>> begin Provided entries

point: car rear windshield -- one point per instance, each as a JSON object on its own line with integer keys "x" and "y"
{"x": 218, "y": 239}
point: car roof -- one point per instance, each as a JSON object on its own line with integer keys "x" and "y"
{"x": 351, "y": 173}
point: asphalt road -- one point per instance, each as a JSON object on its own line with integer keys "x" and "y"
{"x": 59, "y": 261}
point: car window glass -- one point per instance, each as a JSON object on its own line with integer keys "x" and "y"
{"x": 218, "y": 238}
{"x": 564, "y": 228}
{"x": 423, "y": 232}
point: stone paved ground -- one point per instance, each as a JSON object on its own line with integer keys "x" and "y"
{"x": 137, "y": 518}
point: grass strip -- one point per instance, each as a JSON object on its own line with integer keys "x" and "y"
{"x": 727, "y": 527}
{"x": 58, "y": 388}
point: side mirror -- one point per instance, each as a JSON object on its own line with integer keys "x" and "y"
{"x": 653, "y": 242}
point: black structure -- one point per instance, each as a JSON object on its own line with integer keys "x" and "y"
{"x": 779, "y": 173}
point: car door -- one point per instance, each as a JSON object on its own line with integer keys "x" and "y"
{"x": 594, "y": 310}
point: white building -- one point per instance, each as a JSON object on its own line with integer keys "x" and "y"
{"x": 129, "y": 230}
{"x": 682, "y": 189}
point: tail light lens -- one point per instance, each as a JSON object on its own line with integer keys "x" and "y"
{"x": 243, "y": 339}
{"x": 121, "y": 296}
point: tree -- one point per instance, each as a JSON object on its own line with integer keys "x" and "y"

>> end Provided entries

Job>
Print all of the material above again, line for line, without changing anything.

Finished exercise>
point: car rear windshield -- one point per instance, each as a JSON object on its own line with integer keys "x" and "y"
{"x": 218, "y": 239}
point: car roof -- one point per instance, each as a JSON object on its own line with integer keys "x" and "y"
{"x": 351, "y": 173}
point: asphalt road -- one point per instance, each as a JSON object on its own line with integer keys "x" and "y"
{"x": 59, "y": 261}
point: car window glass -- one point per instance, each as a JSON object on its own line with integer keys "x" and "y"
{"x": 218, "y": 238}
{"x": 564, "y": 228}
{"x": 423, "y": 232}
point: stone paved ground -- one point per instance, each as a JSON object on its own line with integer keys "x" and "y"
{"x": 137, "y": 518}
point: grass strip -- one point per instance, each as a JSON object on its own line with integer keys "x" and "y"
{"x": 727, "y": 527}
{"x": 58, "y": 388}
point: side mirror -- one point per instance, each as a JSON object on its own line with integer keys "x" and "y"
{"x": 653, "y": 242}
point: black structure -- one point per instance, each as a JSON object on its own line with integer keys "x" and "y"
{"x": 779, "y": 173}
point: car door -- one point per instance, each as a JSON object on its own line with integer keys "x" and "y"
{"x": 594, "y": 310}
point: white building -- one point per instance, each as a JSON object on its own line with integer keys "x" and "y"
{"x": 129, "y": 230}
{"x": 682, "y": 189}
point: tail light lens -- one point per instance, each as a JSON object on its own line with integer keys "x" and "y"
{"x": 243, "y": 339}
{"x": 121, "y": 296}
point: tree -- one point per instance, each as a JSON object on its own line with integer keys "x" and "y"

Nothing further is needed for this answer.